** Records supplied follows **

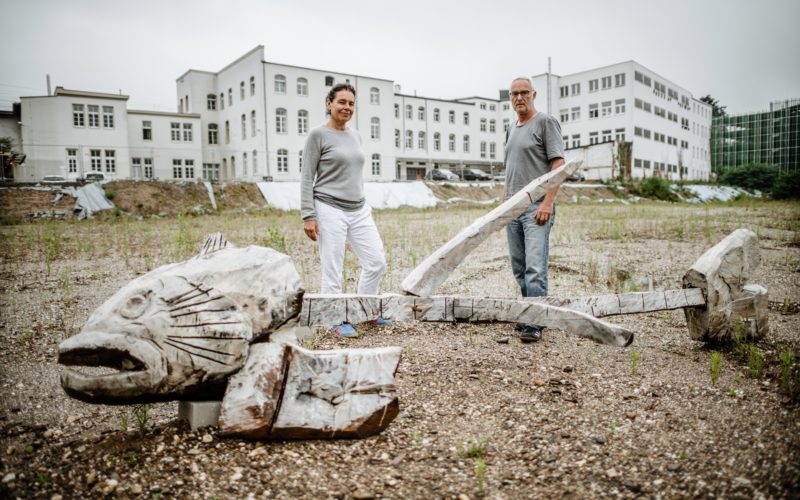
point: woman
(332, 201)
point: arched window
(375, 128)
(280, 121)
(302, 122)
(283, 160)
(376, 164)
(302, 86)
(280, 84)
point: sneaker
(344, 330)
(531, 333)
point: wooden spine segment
(426, 278)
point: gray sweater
(333, 166)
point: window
(280, 84)
(111, 161)
(96, 160)
(147, 130)
(283, 160)
(177, 169)
(94, 115)
(77, 115)
(375, 128)
(72, 161)
(302, 122)
(189, 168)
(376, 164)
(302, 87)
(108, 117)
(280, 121)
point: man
(533, 148)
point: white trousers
(337, 227)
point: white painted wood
(426, 278)
(721, 273)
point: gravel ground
(482, 415)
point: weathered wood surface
(334, 309)
(721, 273)
(426, 278)
(287, 392)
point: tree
(717, 109)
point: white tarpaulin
(286, 195)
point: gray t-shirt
(333, 166)
(529, 150)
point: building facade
(667, 131)
(249, 121)
(771, 137)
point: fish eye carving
(136, 305)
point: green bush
(787, 186)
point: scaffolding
(771, 137)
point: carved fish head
(181, 330)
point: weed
(635, 356)
(716, 366)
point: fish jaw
(141, 374)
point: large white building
(249, 121)
(668, 129)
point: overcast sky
(742, 52)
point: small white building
(667, 128)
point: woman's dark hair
(340, 86)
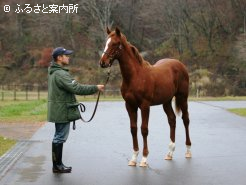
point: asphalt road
(99, 151)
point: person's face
(63, 59)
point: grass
(36, 111)
(23, 111)
(5, 144)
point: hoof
(143, 164)
(132, 163)
(168, 157)
(188, 155)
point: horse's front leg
(132, 112)
(144, 130)
(172, 123)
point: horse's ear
(117, 31)
(108, 31)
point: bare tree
(100, 10)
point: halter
(113, 55)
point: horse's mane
(136, 53)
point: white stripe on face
(106, 47)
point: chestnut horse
(145, 85)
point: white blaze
(106, 47)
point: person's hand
(100, 87)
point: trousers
(61, 132)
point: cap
(61, 51)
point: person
(62, 104)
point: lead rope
(82, 106)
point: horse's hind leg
(144, 130)
(132, 112)
(183, 103)
(172, 123)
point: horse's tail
(177, 105)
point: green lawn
(20, 111)
(36, 111)
(23, 111)
(5, 144)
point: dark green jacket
(62, 104)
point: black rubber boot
(58, 166)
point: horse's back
(173, 71)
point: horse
(145, 85)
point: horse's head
(112, 48)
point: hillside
(208, 36)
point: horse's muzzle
(105, 65)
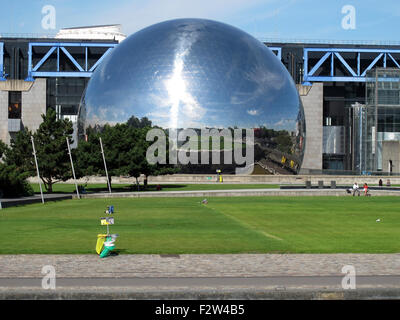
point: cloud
(253, 112)
(140, 14)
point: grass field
(224, 225)
(65, 188)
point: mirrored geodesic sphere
(196, 73)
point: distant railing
(29, 35)
(326, 41)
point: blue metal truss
(356, 74)
(277, 51)
(2, 74)
(58, 47)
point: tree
(13, 183)
(125, 149)
(20, 153)
(3, 148)
(52, 151)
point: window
(14, 105)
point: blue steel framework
(356, 75)
(2, 75)
(277, 51)
(82, 71)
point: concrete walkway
(12, 202)
(295, 192)
(231, 276)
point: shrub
(13, 183)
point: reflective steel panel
(195, 73)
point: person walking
(356, 189)
(366, 190)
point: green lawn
(224, 225)
(65, 188)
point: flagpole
(73, 169)
(37, 169)
(105, 165)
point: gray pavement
(231, 276)
(239, 193)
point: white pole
(105, 165)
(73, 169)
(37, 168)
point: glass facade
(195, 73)
(378, 123)
(14, 105)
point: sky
(264, 19)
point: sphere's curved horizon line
(194, 19)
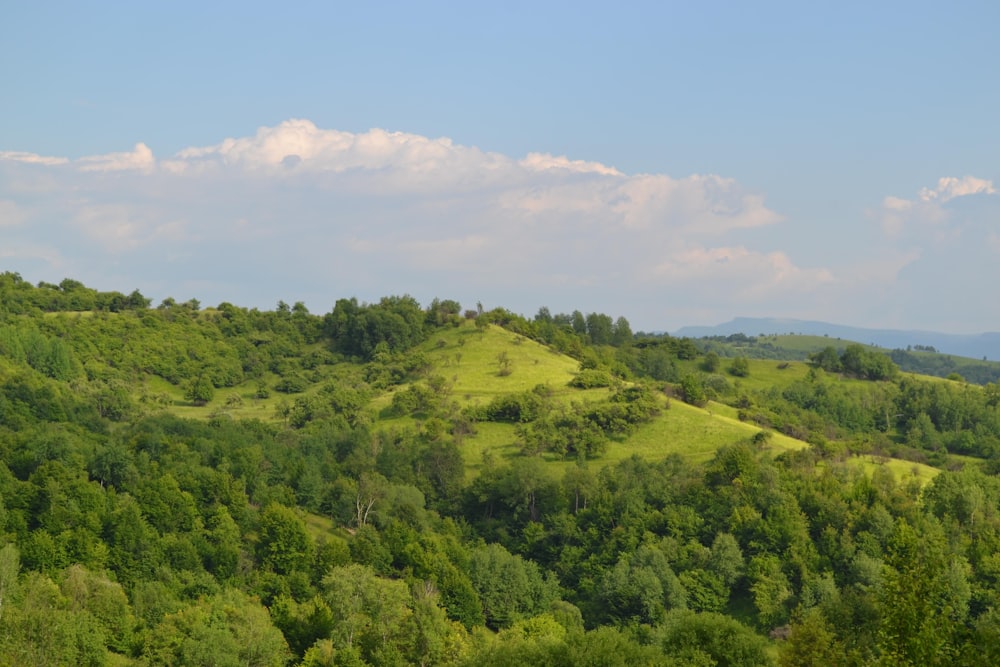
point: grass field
(468, 358)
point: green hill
(390, 483)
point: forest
(394, 483)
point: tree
(199, 390)
(510, 587)
(740, 367)
(285, 545)
(693, 391)
(710, 364)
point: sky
(675, 163)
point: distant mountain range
(975, 346)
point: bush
(591, 378)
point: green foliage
(591, 378)
(724, 641)
(199, 390)
(510, 587)
(740, 367)
(693, 390)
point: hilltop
(397, 483)
(976, 346)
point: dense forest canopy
(390, 483)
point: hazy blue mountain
(976, 346)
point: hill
(977, 346)
(391, 483)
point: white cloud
(302, 208)
(10, 214)
(950, 187)
(32, 158)
(929, 210)
(140, 158)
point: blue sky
(676, 163)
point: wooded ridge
(395, 483)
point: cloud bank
(299, 212)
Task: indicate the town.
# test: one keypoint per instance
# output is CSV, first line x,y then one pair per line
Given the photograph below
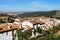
x,y
9,30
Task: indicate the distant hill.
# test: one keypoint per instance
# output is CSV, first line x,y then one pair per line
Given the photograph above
x,y
39,13
57,14
53,13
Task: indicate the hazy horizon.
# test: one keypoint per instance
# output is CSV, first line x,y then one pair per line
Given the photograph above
x,y
29,5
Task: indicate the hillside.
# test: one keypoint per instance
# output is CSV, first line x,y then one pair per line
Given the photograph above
x,y
53,13
38,13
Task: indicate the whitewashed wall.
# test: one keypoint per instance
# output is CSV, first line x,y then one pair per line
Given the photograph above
x,y
3,36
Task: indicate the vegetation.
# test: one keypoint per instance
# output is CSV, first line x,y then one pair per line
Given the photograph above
x,y
48,34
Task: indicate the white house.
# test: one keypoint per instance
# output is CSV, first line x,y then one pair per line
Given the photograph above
x,y
7,33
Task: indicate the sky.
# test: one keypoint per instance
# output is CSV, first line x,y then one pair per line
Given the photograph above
x,y
29,5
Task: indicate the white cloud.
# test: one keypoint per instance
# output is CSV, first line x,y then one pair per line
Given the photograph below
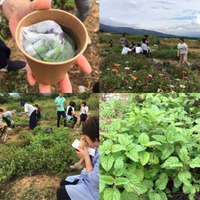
x,y
169,16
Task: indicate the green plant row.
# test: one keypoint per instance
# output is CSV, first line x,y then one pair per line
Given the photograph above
x,y
153,151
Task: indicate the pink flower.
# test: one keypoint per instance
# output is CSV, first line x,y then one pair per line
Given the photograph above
x,y
149,76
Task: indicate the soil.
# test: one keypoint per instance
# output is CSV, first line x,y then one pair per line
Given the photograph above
x,y
17,81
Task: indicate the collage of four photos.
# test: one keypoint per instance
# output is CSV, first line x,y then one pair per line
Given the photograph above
x,y
99,100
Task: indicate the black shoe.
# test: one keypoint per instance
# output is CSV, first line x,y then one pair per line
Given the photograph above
x,y
15,65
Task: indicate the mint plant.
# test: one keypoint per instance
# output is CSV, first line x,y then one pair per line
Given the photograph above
x,y
153,151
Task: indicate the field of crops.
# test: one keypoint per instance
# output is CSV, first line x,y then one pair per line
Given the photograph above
x,y
150,147
32,163
159,73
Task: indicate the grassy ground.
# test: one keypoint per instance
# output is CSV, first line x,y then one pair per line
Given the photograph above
x,y
128,73
32,163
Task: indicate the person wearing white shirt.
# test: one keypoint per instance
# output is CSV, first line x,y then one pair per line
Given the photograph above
x,y
138,49
9,114
84,112
30,111
182,51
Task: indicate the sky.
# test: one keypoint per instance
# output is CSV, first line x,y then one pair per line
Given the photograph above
x,y
180,17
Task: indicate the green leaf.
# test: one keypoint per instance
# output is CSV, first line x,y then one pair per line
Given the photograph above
x,y
111,194
107,179
154,196
140,174
177,182
144,157
107,162
143,138
124,141
161,183
195,162
119,164
129,196
134,182
170,136
152,143
118,147
184,176
172,163
160,138
101,187
133,155
121,181
183,154
167,152
163,195
139,148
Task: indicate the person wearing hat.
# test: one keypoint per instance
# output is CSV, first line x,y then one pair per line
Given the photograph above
x,y
9,114
30,111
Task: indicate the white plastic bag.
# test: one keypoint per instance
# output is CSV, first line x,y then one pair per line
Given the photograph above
x,y
46,41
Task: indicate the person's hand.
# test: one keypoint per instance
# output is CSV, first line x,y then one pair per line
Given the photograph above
x,y
83,153
14,11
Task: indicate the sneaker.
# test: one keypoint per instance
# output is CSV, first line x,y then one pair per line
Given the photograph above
x,y
15,65
76,166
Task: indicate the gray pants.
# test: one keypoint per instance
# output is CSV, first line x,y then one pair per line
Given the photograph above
x,y
82,8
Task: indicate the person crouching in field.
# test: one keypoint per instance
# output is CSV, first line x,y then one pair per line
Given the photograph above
x,y
182,51
29,110
84,112
71,114
86,185
2,124
9,114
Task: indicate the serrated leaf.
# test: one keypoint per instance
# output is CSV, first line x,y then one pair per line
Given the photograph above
x,y
121,181
154,196
170,136
111,194
161,183
195,162
167,152
129,196
183,154
152,143
133,155
106,179
118,147
119,164
160,138
163,195
140,174
124,141
134,182
139,148
184,176
144,157
101,187
172,163
177,182
107,162
143,138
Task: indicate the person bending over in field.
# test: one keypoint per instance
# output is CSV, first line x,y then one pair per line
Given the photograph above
x,y
138,49
86,185
9,114
29,110
84,112
71,114
182,51
38,113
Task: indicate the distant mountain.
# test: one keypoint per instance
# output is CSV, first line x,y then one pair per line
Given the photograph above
x,y
112,29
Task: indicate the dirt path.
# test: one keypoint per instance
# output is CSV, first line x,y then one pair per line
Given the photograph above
x,y
10,82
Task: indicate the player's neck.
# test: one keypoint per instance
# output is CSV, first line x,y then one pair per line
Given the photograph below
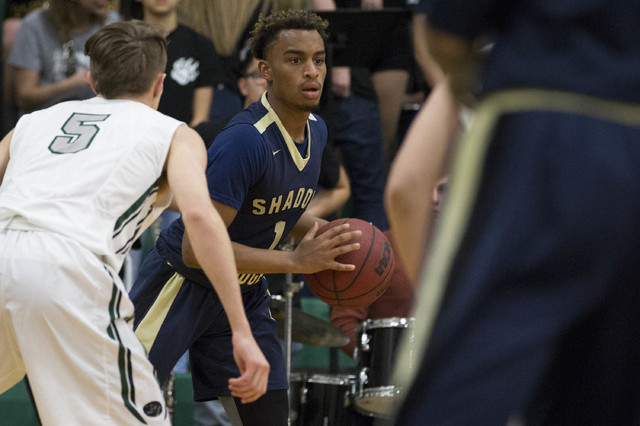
x,y
165,22
293,119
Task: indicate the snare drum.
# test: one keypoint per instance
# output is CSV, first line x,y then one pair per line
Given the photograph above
x,y
377,342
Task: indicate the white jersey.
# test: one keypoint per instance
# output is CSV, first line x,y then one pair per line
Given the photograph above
x,y
85,170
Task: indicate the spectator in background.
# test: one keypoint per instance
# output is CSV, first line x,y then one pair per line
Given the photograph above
x,y
47,54
528,310
191,63
397,300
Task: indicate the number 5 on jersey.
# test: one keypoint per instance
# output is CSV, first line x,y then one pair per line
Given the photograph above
x,y
78,135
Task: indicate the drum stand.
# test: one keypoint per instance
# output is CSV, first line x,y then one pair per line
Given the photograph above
x,y
290,289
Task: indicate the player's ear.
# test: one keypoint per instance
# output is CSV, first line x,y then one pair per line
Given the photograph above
x,y
91,82
158,85
265,69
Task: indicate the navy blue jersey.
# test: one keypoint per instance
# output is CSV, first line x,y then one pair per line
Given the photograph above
x,y
584,46
255,167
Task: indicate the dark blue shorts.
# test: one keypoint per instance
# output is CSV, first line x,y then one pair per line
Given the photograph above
x,y
174,315
530,305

** End of Records supplied **

- [To do]: If a line above holds the string "player", copy it out.

- [Exercise response]:
Task: indicate the player's neck.
Task: indicate the player's ear.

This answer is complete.